→ Goal of the exercise
Exact reproduction is required for all entries.
-- The input start --
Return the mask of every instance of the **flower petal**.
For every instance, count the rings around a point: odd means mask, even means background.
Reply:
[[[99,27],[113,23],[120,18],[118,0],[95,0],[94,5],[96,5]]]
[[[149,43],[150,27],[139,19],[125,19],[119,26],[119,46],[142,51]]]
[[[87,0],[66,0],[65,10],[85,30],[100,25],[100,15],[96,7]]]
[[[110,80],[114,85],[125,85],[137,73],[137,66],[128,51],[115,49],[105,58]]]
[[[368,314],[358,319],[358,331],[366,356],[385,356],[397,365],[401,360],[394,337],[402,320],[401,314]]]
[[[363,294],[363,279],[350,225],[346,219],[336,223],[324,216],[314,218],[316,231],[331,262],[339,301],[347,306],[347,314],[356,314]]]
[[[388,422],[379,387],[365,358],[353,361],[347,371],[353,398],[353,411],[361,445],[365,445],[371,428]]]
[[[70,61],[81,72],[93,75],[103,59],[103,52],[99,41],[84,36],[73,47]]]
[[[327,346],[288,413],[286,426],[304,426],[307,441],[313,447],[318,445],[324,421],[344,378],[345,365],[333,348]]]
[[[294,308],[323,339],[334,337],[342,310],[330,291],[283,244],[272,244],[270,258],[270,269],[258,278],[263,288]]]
-- The input end --
→ The reply
Return the mask of every instance of the **flower petal**.
For every instance, count the rings around a point: odd means mask, even means background.
Reply:
[[[99,27],[113,23],[120,18],[118,0],[95,0],[94,5],[96,5]]]
[[[149,43],[150,27],[139,19],[125,19],[119,26],[119,46],[142,51]]]
[[[87,0],[66,0],[65,10],[85,30],[100,25],[100,15],[96,7]]]
[[[110,80],[114,85],[125,85],[137,73],[137,66],[128,51],[115,49],[105,58]]]
[[[368,314],[358,319],[358,331],[366,356],[385,356],[397,365],[401,360],[394,337],[402,320],[401,314]]]
[[[363,294],[363,279],[350,225],[346,219],[336,223],[324,216],[314,218],[316,231],[331,262],[339,301],[347,306],[347,314],[356,314]]]
[[[388,422],[379,387],[365,358],[353,361],[347,371],[353,398],[353,411],[361,445],[365,445],[371,428]]]
[[[70,61],[81,72],[93,75],[103,59],[103,52],[99,41],[84,36],[73,47]]]
[[[327,346],[288,413],[286,426],[304,426],[307,441],[313,447],[318,445],[324,421],[344,378],[345,365],[333,348]]]
[[[294,308],[323,339],[334,337],[342,310],[330,291],[283,244],[272,244],[270,258],[270,269],[258,278],[263,288]]]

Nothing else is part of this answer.